#### [RAW RECORDS]
★ ★ ★ ★ ★
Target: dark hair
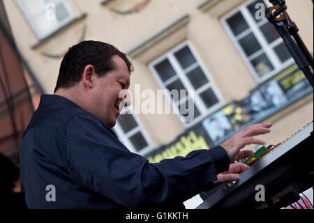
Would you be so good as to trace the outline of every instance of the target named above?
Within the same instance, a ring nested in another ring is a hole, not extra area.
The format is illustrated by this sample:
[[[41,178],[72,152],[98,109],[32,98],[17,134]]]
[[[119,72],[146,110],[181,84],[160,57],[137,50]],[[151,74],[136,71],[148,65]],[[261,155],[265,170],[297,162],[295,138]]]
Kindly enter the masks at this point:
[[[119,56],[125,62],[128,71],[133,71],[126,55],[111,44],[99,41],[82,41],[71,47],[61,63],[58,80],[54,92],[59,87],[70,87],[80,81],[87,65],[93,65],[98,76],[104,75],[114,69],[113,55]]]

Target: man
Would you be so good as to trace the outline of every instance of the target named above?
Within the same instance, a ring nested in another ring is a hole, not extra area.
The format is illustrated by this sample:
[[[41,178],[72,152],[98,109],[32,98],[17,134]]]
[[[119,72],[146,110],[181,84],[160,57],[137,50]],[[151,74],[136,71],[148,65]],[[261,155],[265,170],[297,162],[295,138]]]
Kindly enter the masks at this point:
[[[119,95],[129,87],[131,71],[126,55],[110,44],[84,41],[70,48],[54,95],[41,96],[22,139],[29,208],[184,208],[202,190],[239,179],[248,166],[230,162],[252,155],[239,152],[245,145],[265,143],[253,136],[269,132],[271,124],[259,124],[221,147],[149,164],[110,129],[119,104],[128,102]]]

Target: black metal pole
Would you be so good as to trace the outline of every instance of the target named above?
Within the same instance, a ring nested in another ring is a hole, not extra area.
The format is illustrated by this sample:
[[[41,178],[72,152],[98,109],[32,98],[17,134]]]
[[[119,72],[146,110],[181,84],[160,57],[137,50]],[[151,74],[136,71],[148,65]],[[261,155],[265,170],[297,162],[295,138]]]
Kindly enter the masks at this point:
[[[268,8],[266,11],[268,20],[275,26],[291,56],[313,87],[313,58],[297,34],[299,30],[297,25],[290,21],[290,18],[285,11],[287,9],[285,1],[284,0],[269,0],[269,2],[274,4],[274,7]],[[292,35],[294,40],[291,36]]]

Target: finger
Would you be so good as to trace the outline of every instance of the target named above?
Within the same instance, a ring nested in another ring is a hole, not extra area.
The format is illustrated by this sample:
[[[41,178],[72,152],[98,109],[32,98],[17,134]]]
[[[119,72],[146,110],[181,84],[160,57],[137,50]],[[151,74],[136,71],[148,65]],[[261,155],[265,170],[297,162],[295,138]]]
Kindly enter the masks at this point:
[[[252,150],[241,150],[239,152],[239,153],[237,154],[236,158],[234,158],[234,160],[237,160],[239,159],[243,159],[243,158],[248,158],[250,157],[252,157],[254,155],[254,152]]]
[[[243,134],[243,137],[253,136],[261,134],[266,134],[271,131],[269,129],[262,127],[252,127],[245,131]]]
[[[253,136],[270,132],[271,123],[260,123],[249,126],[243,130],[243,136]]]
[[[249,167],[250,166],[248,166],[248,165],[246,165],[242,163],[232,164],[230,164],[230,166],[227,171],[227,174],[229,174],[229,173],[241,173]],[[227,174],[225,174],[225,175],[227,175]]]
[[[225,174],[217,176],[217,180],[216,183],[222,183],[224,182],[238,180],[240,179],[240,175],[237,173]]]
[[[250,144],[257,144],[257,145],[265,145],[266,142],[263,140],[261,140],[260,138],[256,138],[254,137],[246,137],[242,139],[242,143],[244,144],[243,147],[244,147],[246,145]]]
★ ★ ★ ★ ★
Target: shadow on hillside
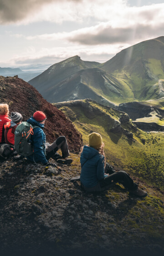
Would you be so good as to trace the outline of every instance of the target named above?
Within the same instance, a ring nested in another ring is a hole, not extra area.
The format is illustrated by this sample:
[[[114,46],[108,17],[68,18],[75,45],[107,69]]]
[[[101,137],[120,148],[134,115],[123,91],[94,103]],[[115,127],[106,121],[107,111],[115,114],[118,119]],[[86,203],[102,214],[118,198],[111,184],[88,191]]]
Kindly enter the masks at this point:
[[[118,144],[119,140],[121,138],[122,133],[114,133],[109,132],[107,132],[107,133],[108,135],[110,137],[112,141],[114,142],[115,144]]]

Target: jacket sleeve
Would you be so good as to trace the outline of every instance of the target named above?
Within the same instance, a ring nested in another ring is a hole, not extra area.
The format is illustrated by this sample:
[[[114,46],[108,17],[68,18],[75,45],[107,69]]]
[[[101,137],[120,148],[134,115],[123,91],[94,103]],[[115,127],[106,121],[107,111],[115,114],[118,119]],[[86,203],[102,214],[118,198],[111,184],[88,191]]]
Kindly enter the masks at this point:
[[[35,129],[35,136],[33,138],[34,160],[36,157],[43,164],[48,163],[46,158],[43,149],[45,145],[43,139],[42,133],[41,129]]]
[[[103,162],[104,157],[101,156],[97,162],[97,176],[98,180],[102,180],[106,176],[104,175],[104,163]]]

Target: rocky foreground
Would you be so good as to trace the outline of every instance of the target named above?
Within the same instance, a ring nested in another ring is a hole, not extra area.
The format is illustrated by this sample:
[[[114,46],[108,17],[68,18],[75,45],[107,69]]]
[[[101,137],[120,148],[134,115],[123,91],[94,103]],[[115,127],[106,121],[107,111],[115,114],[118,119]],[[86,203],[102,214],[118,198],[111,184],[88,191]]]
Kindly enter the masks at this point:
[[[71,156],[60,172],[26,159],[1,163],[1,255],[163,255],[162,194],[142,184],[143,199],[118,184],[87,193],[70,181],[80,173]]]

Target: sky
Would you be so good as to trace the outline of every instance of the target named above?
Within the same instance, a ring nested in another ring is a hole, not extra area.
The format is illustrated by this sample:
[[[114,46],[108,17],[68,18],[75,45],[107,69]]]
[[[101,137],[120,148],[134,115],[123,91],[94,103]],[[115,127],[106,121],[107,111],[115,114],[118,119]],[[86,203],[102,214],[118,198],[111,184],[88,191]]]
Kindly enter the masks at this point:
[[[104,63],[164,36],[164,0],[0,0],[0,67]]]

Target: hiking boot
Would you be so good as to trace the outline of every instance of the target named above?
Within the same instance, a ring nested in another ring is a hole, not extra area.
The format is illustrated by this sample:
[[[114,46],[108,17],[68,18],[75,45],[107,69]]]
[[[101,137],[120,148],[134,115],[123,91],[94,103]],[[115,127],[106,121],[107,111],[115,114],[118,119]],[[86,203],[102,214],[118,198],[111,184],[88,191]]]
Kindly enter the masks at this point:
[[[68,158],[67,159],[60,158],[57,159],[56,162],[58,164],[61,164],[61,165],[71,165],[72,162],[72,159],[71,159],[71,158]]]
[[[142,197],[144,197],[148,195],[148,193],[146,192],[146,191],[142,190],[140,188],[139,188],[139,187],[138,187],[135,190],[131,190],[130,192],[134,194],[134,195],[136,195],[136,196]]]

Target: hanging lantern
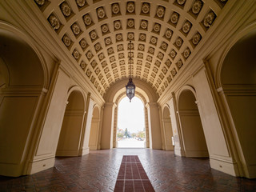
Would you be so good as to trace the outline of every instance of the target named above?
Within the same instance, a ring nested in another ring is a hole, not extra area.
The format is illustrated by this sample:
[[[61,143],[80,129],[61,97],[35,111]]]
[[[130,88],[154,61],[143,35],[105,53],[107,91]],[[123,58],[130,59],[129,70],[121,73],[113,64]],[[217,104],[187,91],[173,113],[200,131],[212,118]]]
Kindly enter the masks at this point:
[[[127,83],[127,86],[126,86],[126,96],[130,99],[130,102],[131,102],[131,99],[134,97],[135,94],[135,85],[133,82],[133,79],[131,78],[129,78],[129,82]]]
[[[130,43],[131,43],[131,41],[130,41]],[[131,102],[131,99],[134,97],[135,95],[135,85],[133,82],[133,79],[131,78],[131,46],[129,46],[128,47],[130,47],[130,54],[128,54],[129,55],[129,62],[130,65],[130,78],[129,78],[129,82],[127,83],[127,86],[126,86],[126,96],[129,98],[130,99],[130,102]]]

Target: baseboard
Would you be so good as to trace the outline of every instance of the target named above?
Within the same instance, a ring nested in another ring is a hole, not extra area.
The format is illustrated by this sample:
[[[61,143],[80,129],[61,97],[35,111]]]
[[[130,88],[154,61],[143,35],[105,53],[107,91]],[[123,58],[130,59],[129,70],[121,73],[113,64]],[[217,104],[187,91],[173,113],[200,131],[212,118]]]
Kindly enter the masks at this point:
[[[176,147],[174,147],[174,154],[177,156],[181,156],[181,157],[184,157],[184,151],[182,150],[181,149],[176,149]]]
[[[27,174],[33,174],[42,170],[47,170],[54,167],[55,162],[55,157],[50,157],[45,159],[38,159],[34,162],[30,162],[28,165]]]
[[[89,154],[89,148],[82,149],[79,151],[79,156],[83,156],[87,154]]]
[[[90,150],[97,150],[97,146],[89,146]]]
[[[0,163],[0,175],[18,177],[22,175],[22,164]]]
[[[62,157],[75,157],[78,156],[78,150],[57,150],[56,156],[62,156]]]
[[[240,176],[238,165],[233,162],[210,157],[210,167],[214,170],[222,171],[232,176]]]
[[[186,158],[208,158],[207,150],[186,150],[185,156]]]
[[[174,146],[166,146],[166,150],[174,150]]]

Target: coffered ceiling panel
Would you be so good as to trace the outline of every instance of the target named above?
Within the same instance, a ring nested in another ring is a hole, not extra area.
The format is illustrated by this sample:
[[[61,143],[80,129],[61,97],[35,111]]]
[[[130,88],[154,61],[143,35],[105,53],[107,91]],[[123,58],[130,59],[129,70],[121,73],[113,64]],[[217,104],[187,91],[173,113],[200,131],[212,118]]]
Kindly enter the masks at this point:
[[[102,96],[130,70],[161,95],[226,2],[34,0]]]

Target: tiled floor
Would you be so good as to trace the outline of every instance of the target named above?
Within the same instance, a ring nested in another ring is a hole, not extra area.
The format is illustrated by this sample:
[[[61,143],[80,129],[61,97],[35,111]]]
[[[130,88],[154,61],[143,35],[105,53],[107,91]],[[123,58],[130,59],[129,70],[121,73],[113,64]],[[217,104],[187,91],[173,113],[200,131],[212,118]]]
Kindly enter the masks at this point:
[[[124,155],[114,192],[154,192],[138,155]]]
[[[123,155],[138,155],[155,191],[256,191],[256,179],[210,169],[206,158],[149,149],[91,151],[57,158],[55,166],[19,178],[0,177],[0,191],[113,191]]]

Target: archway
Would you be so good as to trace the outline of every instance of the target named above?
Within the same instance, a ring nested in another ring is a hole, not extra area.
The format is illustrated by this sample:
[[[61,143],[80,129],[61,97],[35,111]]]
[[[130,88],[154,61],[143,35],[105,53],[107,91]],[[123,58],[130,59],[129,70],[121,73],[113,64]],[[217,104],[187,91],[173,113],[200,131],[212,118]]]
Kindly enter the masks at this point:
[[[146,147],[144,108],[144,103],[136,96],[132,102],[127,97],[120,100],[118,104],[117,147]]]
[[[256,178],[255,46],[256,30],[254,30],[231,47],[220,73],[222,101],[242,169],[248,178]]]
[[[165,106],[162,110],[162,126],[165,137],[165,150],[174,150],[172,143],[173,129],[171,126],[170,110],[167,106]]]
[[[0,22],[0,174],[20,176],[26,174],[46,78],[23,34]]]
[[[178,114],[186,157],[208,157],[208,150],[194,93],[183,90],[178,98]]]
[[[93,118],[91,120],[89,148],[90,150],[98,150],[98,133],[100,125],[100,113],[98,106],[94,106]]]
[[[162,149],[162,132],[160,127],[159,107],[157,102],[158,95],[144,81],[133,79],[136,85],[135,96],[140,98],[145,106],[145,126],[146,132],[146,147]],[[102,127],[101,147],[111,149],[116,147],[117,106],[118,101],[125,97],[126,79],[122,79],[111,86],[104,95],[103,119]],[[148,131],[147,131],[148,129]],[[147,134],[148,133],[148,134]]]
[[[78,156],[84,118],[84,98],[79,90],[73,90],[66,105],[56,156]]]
★ ★ ★ ★ ★
#### [WHAT NEEDS TO BE DONE]
Rewrite the records from the line with "Target: baseboard" up to and including the line with "[[[102,96],[130,70],[161,95],[226,2],[34,0]]]", multiplying every polygon vertex coordinate in the answers by 2.35 and rounding each result to a whole number, with halves rounded up. All other lines, including the format samples, remain unchanged.

#### [SOLVED EXERCISE]
Target: baseboard
Would you be so good as to trace the outline of every instance of the target named above?
Within the same instance, a ring nested in another ring is a hole, not extra area.
The format is illustrated by this sample:
[[[61,143],[80,129],[61,97],[35,111]]]
[[[130,88],[154,61],[143,35],[105,53],[107,91]],[[123,58],[130,59],[129,70],[121,73],[113,64]],[[217,104],[187,91],[173,113],[200,131],[212,118]]]
Kindly enter the masks at this point:
[[[414,345],[409,345],[409,362],[416,367],[425,367],[425,369],[432,369],[432,355],[428,353],[425,350],[414,350]]]
[[[63,409],[78,409],[99,400],[110,400],[127,392],[129,381],[129,369],[118,369],[106,374],[89,374],[80,381],[71,381],[66,388]]]
[[[209,362],[209,348],[193,350],[186,355],[186,367],[195,367],[204,362]]]
[[[212,353],[228,353],[228,343],[209,343]]]
[[[0,383],[0,411],[42,416],[52,411],[52,385]]]
[[[146,369],[176,369],[183,367],[183,353],[134,353],[132,367],[146,367]]]
[[[564,414],[559,388],[548,381],[494,369],[494,392],[503,400],[522,402],[545,414]]]
[[[437,371],[489,371],[486,353],[437,353],[435,367]]]
[[[409,343],[390,343],[390,353],[409,353]]]

Target: coffered ceiling panel
Would you be so good as to trace the outline of every instance of the target named above?
Within the same instance, a ring nested in another ring is a hole, not extra area.
The format is illustrated by this sample:
[[[61,143],[80,129],[61,97],[35,111]]]
[[[130,88],[154,61],[143,35],[105,53],[107,91]],[[123,58],[130,59],[129,70],[121,73],[113,64]],[[217,104],[187,91],[173,113],[200,131],[212,118]]]
Kindly enter the masks at this point:
[[[240,226],[306,165],[378,223],[531,5],[80,0]]]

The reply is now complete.